>> Start

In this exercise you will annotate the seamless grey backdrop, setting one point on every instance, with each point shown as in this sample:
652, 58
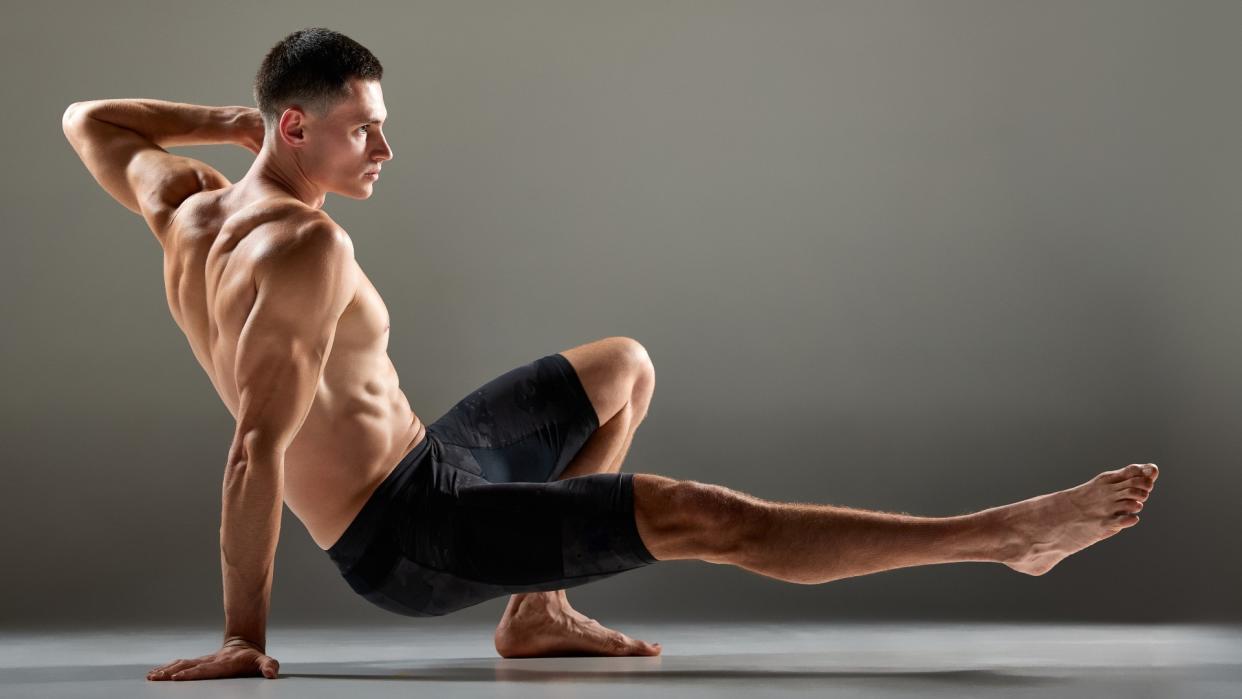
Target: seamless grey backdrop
922, 257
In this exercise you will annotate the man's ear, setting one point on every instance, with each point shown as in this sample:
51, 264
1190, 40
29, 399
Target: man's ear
292, 127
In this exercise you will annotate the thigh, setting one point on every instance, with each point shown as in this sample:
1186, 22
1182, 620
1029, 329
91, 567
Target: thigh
523, 426
547, 535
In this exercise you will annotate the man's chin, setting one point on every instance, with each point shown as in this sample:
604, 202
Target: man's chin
365, 193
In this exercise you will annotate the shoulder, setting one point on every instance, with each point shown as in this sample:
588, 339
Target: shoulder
304, 246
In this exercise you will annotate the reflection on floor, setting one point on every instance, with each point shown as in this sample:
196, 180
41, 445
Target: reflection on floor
699, 659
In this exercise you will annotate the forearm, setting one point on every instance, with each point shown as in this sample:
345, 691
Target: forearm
250, 527
175, 123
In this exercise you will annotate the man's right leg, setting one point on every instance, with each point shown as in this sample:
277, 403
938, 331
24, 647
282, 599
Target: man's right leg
811, 544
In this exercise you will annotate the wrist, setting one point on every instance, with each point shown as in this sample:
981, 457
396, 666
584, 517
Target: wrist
245, 642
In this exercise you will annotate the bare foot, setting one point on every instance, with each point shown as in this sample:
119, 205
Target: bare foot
1048, 528
543, 625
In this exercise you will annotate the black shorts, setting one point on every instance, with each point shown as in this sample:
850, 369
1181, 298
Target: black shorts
471, 514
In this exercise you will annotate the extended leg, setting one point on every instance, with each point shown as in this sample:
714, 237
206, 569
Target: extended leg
811, 544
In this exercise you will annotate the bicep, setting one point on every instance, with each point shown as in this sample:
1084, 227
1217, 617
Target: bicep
139, 174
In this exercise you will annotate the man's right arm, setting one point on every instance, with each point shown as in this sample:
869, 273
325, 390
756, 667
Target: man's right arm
283, 345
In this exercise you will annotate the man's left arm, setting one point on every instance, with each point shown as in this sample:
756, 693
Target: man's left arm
122, 144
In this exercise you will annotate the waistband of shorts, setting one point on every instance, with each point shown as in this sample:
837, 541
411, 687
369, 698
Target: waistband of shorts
350, 546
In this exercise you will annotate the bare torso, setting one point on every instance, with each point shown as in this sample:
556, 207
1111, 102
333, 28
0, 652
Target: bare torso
360, 422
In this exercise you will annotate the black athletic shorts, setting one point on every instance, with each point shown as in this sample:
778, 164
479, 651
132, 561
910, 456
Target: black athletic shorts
471, 513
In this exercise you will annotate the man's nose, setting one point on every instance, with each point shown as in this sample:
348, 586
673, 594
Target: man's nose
385, 152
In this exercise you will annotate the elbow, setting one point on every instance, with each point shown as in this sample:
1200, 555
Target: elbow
256, 448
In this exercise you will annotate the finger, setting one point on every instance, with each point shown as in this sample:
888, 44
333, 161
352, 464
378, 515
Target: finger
163, 672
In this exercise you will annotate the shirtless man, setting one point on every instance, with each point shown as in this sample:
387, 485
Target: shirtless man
518, 488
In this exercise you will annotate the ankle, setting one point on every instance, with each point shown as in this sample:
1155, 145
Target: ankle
996, 538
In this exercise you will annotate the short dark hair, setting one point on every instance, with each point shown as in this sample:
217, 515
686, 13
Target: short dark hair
311, 68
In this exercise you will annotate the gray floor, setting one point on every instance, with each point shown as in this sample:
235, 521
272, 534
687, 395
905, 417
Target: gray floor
826, 659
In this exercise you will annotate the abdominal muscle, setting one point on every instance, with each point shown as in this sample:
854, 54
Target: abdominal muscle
348, 445
359, 423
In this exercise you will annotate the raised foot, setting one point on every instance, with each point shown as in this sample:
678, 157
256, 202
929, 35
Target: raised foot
1048, 528
535, 627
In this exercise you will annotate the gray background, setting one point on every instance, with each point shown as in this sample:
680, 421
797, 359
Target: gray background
922, 257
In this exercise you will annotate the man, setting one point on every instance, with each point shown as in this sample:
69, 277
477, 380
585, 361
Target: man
517, 489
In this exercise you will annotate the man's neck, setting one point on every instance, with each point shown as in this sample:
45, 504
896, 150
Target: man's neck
277, 171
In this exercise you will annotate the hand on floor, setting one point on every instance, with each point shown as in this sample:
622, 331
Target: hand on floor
230, 661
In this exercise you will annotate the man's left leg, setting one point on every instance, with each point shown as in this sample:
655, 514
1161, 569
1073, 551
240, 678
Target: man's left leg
620, 380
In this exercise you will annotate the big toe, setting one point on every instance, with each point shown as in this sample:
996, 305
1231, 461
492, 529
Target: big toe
622, 644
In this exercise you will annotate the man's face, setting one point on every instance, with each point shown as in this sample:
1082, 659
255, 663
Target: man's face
344, 149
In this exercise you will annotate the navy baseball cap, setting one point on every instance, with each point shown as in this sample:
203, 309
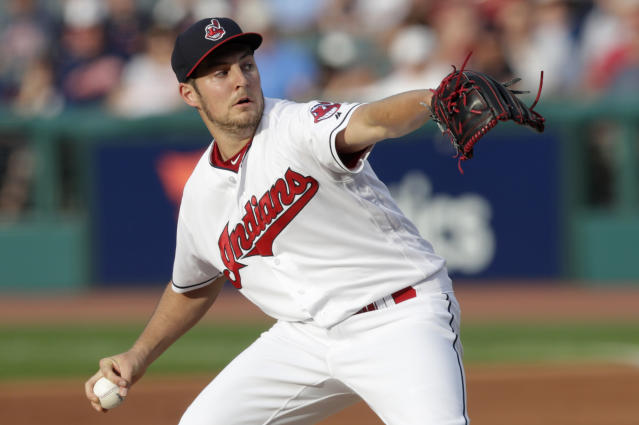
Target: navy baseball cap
202, 38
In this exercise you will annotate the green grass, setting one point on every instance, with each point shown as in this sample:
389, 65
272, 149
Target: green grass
45, 351
550, 343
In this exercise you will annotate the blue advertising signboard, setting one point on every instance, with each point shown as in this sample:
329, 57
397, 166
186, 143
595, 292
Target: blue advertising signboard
500, 219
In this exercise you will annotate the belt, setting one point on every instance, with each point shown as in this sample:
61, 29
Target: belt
394, 298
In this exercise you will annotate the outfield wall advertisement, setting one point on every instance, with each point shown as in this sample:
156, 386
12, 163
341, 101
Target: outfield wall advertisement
500, 219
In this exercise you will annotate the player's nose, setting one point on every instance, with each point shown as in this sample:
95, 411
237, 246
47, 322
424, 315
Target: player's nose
239, 77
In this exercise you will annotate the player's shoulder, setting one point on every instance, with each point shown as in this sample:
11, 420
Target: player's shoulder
281, 110
199, 174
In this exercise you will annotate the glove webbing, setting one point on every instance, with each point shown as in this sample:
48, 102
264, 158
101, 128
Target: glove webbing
451, 101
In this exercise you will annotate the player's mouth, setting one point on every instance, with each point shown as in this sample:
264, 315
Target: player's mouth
243, 101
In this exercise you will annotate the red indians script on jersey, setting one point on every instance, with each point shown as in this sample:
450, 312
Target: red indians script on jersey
263, 221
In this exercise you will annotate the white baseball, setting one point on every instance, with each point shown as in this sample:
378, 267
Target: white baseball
108, 394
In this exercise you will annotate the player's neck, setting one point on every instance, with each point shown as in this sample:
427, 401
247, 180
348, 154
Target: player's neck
230, 149
229, 143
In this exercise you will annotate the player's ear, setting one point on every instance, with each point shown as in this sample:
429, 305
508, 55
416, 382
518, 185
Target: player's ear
190, 94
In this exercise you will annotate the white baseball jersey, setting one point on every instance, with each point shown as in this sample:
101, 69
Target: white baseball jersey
303, 235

>> End

**EXERCISE OBJECTIVE**
Copy every line from the one containing "In this exercise you will annotate the player's neck, setting" through the end of the rows, both included, with the requests kept as they are. Shift each coordinate in the answer points up by 35, leaving the requests and their sample points unchanged.

**WRITTEN RESPONSE**
In this exercise you will annotate the player's neck, setting one point on every instance, with each point shown as in this sample:
427, 401
247, 180
348, 154
Target: player's neck
265, 184
264, 178
In this exercise you will annotate the player's ear, setting one point on every instance, with each point shown as in this sample:
429, 305
508, 55
416, 382
518, 185
Target: player's ear
225, 129
In this exercise you will annotate the white baseball jersey, setting one point on every instance, with each point shown as in this sample:
101, 69
Target: white baseball jersey
338, 270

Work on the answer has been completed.